[Problem requirements]: Rewrite every line between the lines holding "Your task is straightforward. Given the image, detect dark" and "top-left (521, 430), bottom-right (561, 552)", inclusive, and add -12 to each coordinate of the answer bounding box. Leave the sample format coordinates unchanged.

◆ ◆ ◆ ◆

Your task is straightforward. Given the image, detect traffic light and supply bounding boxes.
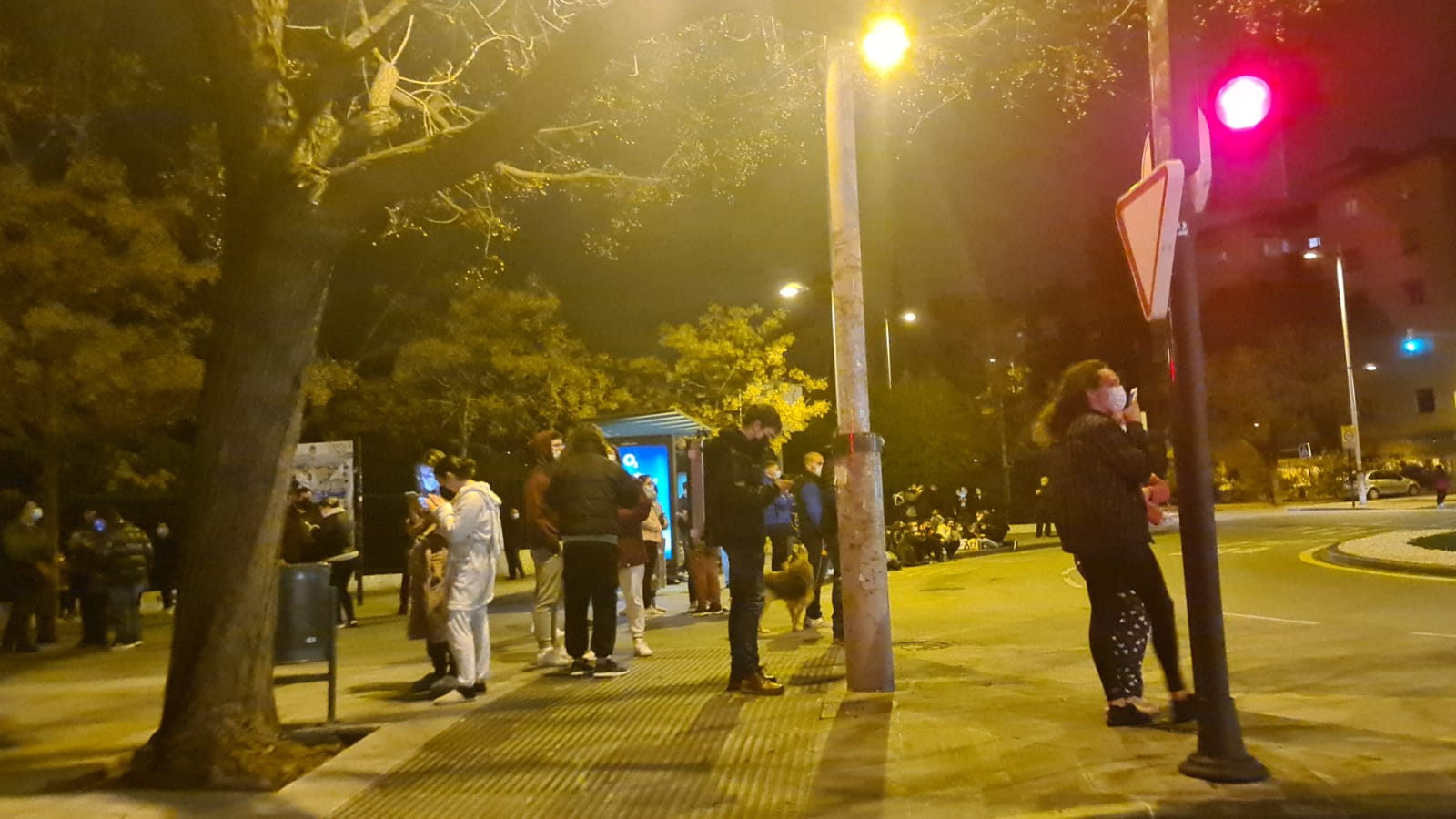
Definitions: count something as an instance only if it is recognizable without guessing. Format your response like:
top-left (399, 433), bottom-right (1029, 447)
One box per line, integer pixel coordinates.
top-left (1213, 75), bottom-right (1274, 131)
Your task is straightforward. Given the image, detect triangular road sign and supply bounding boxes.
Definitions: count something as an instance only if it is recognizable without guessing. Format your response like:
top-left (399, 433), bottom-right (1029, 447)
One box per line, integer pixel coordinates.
top-left (1117, 159), bottom-right (1184, 320)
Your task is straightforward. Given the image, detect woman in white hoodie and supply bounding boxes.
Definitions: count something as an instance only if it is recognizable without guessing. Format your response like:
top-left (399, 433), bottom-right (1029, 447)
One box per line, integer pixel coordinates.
top-left (428, 456), bottom-right (505, 705)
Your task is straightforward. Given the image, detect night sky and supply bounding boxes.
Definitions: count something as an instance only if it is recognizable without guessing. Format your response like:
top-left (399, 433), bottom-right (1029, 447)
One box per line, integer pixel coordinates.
top-left (507, 0), bottom-right (1456, 353)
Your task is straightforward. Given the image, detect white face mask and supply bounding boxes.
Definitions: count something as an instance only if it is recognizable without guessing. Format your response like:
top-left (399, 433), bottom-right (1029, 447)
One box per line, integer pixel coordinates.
top-left (1107, 385), bottom-right (1127, 412)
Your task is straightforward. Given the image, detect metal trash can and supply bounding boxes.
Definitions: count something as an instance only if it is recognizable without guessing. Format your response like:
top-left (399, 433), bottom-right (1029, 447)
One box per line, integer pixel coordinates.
top-left (274, 564), bottom-right (335, 664)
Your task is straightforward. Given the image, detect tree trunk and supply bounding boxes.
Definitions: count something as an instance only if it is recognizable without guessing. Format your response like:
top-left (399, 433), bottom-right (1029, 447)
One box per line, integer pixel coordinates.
top-left (131, 185), bottom-right (345, 788)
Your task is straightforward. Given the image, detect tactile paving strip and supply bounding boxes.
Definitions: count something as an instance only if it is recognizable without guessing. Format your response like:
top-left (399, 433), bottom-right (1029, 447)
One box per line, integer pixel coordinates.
top-left (337, 644), bottom-right (842, 819)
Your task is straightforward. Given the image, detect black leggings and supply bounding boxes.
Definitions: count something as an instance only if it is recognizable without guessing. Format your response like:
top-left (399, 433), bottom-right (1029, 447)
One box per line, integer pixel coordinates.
top-left (1076, 543), bottom-right (1184, 701)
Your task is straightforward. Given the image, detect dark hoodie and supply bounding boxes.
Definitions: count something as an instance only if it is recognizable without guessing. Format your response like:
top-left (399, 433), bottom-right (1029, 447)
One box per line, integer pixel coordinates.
top-left (521, 430), bottom-right (561, 552)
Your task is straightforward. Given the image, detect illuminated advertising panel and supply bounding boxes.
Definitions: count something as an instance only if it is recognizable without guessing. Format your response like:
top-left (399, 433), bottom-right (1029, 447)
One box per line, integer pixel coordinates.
top-left (617, 443), bottom-right (674, 560)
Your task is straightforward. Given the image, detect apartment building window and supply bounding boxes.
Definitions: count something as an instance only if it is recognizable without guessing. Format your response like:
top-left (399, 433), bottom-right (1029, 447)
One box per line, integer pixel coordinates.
top-left (1415, 388), bottom-right (1436, 414)
top-left (1400, 228), bottom-right (1421, 257)
top-left (1400, 278), bottom-right (1425, 308)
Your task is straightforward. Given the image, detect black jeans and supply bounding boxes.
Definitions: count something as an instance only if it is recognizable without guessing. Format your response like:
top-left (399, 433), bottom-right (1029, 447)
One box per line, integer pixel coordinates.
top-left (769, 523), bottom-right (794, 571)
top-left (1076, 543), bottom-right (1184, 701)
top-left (561, 538), bottom-right (617, 660)
top-left (723, 540), bottom-right (763, 679)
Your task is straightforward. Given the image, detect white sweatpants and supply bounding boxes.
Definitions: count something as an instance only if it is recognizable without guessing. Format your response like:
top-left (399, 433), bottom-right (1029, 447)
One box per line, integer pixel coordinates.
top-left (617, 565), bottom-right (646, 640)
top-left (447, 606), bottom-right (490, 688)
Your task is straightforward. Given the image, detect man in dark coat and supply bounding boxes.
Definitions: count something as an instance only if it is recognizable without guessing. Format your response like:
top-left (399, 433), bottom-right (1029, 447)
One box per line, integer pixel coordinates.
top-left (703, 404), bottom-right (794, 695)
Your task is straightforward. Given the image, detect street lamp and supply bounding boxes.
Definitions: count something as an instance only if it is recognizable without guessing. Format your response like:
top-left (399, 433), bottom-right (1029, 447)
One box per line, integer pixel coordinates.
top-left (884, 310), bottom-right (920, 389)
top-left (824, 17), bottom-right (908, 691)
top-left (1305, 250), bottom-right (1370, 506)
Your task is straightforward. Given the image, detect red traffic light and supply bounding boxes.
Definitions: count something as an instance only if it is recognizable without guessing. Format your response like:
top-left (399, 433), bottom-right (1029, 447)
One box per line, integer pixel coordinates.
top-left (1214, 75), bottom-right (1274, 131)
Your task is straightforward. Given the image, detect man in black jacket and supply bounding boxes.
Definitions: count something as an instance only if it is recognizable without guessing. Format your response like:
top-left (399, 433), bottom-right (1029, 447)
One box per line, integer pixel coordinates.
top-left (546, 424), bottom-right (641, 676)
top-left (703, 404), bottom-right (794, 695)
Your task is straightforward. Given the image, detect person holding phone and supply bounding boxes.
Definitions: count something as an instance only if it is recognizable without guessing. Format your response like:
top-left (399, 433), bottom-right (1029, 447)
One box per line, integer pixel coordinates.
top-left (1036, 360), bottom-right (1196, 727)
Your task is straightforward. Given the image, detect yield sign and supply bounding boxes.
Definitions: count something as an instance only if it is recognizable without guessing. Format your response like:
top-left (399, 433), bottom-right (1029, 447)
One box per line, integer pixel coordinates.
top-left (1117, 159), bottom-right (1184, 320)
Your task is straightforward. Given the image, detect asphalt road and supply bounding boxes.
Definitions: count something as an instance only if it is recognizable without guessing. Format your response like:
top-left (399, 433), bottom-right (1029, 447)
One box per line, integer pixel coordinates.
top-left (0, 507), bottom-right (1456, 795)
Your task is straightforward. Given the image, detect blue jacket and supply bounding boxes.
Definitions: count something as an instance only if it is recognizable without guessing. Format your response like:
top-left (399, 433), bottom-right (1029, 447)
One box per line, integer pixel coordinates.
top-left (763, 477), bottom-right (794, 526)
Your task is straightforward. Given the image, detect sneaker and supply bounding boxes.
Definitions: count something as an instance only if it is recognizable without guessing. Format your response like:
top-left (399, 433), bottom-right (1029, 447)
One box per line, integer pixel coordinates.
top-left (536, 649), bottom-right (571, 669)
top-left (1168, 695), bottom-right (1198, 724)
top-left (1107, 703), bottom-right (1153, 729)
top-left (435, 686), bottom-right (475, 705)
top-left (738, 673), bottom-right (784, 696)
top-left (592, 657), bottom-right (628, 676)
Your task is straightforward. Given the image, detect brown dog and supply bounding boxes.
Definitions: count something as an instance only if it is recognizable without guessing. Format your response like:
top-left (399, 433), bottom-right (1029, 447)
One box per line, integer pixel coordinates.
top-left (759, 543), bottom-right (814, 631)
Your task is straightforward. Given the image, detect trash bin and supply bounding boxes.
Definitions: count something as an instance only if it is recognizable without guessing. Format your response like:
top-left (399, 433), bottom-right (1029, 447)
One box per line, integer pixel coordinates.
top-left (274, 564), bottom-right (333, 664)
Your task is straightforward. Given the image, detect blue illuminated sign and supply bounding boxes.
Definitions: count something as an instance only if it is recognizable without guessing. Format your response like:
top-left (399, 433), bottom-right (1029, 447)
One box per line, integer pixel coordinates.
top-left (617, 443), bottom-right (674, 560)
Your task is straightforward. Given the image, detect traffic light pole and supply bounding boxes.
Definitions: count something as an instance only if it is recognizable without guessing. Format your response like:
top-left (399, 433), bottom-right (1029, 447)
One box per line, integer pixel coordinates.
top-left (1148, 0), bottom-right (1269, 783)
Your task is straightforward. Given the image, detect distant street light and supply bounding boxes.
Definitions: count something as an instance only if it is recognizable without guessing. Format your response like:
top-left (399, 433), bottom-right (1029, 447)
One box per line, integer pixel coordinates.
top-left (884, 310), bottom-right (920, 389)
top-left (824, 17), bottom-right (910, 691)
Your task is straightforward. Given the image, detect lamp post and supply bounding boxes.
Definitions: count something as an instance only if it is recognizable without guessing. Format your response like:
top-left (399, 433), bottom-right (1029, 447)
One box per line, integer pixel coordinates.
top-left (824, 17), bottom-right (908, 691)
top-left (1305, 250), bottom-right (1370, 506)
top-left (884, 310), bottom-right (920, 389)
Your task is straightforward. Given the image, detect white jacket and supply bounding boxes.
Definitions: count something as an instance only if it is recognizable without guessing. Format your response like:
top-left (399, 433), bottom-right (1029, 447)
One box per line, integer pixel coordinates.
top-left (435, 480), bottom-right (505, 612)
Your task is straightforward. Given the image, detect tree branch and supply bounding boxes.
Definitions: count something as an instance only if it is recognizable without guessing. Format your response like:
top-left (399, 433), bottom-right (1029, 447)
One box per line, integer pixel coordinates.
top-left (315, 0), bottom-right (864, 216)
top-left (495, 162), bottom-right (667, 185)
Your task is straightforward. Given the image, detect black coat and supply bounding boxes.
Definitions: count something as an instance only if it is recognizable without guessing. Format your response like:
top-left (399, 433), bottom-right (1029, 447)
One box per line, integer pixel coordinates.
top-left (1050, 411), bottom-right (1152, 554)
top-left (546, 451), bottom-right (642, 542)
top-left (703, 427), bottom-right (779, 547)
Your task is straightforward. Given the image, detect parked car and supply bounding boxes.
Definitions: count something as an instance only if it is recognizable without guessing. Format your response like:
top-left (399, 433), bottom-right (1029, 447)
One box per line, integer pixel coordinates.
top-left (1345, 470), bottom-right (1421, 500)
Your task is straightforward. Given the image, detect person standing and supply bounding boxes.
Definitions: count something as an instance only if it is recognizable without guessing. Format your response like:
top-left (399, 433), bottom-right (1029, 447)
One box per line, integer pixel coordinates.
top-left (92, 509), bottom-right (151, 650)
top-left (1036, 360), bottom-right (1197, 727)
top-left (427, 455), bottom-right (505, 705)
top-left (151, 521), bottom-right (182, 612)
top-left (617, 475), bottom-right (652, 657)
top-left (642, 475), bottom-right (667, 616)
top-left (546, 424), bottom-right (641, 676)
top-left (703, 404), bottom-right (794, 695)
top-left (794, 451), bottom-right (844, 640)
top-left (313, 497), bottom-right (359, 628)
top-left (1031, 475), bottom-right (1057, 538)
top-left (763, 460), bottom-right (794, 571)
top-left (0, 501), bottom-right (58, 654)
top-left (521, 430), bottom-right (571, 669)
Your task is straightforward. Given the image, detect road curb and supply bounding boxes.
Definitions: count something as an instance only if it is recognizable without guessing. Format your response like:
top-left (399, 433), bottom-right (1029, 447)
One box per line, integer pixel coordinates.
top-left (1312, 543), bottom-right (1456, 577)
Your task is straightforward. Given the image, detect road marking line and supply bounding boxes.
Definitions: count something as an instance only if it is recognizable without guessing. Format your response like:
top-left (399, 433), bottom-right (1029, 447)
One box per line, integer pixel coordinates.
top-left (1299, 547), bottom-right (1456, 583)
top-left (1223, 612), bottom-right (1320, 625)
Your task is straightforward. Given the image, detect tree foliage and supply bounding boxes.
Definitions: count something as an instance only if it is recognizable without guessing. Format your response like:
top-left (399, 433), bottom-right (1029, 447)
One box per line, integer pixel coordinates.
top-left (660, 305), bottom-right (830, 434)
top-left (0, 157), bottom-right (216, 488)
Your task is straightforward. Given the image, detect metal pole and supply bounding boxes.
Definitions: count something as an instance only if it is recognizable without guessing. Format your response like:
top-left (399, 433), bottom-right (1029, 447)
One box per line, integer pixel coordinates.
top-left (824, 44), bottom-right (895, 691)
top-left (1148, 0), bottom-right (1269, 783)
top-left (1335, 252), bottom-right (1370, 506)
top-left (885, 313), bottom-right (895, 389)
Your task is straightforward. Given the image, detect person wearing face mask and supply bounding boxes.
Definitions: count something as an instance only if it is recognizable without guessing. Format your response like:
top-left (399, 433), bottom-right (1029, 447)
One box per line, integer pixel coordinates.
top-left (763, 460), bottom-right (794, 571)
top-left (1036, 360), bottom-right (1197, 727)
top-left (521, 430), bottom-right (571, 669)
top-left (0, 501), bottom-right (56, 654)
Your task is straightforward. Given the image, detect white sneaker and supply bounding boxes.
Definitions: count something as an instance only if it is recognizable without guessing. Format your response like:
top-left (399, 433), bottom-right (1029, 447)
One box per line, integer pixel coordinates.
top-left (536, 649), bottom-right (571, 669)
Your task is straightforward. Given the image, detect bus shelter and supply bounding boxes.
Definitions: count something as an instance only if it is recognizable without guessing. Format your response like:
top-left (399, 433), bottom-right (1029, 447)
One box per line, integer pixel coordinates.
top-left (592, 410), bottom-right (716, 573)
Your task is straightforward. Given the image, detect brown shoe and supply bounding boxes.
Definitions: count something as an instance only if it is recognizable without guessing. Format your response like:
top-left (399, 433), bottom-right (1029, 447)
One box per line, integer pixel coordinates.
top-left (738, 673), bottom-right (784, 696)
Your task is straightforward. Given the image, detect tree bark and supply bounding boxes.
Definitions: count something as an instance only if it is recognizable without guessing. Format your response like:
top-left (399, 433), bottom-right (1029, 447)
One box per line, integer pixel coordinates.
top-left (131, 188), bottom-right (345, 788)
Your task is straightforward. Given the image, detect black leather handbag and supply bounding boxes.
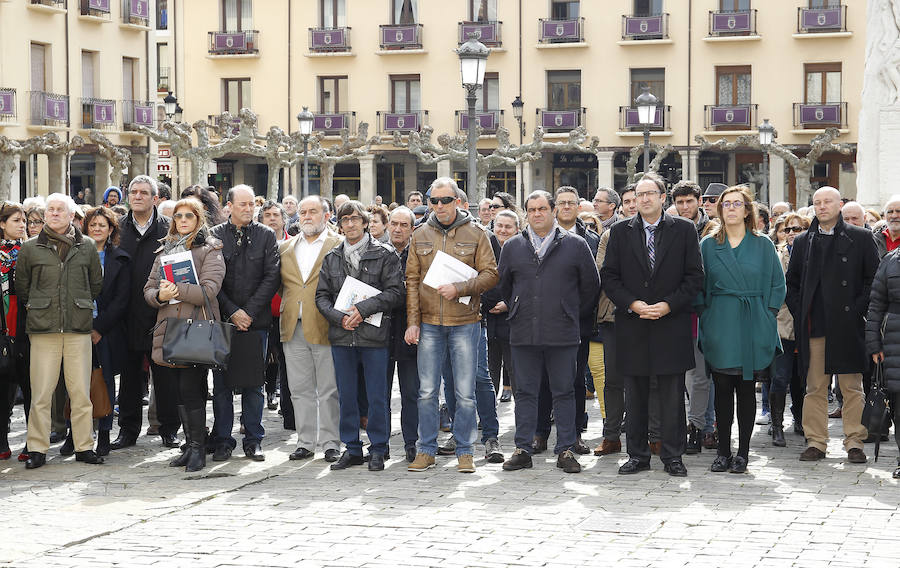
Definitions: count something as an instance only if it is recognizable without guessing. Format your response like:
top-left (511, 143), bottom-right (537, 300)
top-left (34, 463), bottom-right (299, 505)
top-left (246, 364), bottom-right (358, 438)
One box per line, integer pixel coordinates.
top-left (162, 290), bottom-right (234, 370)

◆ ◆ ◆ ◆

[Exercise solution]:
Your task is straightforward. Given the image, detect dark hoodie and supply bounding boxes.
Definitions: count something as an instance only if it is recognizable without guessing. Format your response like:
top-left (399, 433), bottom-right (1029, 447)
One box per line, integer pixel coordinates.
top-left (509, 418), bottom-right (549, 540)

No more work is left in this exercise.